[Region annotation entries]

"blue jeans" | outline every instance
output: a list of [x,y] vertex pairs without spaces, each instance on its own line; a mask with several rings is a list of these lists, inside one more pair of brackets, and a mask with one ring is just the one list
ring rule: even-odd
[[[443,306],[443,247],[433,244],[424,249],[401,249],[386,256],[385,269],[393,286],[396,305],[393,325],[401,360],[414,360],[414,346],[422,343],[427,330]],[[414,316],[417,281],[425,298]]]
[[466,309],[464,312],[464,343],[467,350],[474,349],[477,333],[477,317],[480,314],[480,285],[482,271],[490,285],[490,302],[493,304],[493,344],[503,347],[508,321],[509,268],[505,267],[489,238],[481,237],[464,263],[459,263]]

## WHAT IS REQUIRED
Rewrite the rows above, swapping "blue jeans" for "denim pants" and keeping everything else unchanged.

## SOLUTION FOR THIS EXERCISE
"denim pants" | outline every instance
output: a list of [x,y] vertex pairs without spaces, each instance on its own line; a mask with several rings is a list of these lists, inside one more pair of brackets, and a mask with one ring is just the one list
ring rule: even-odd
[[[443,306],[443,247],[433,244],[424,249],[401,249],[386,256],[385,269],[393,286],[396,305],[393,325],[401,360],[414,360],[414,346],[422,343],[427,330]],[[414,316],[417,281],[425,298]]]
[[466,309],[464,312],[464,343],[467,350],[474,349],[477,333],[477,317],[480,314],[480,285],[482,271],[490,285],[490,302],[493,304],[493,344],[503,347],[508,321],[509,268],[505,267],[489,238],[481,237],[464,263],[459,263]]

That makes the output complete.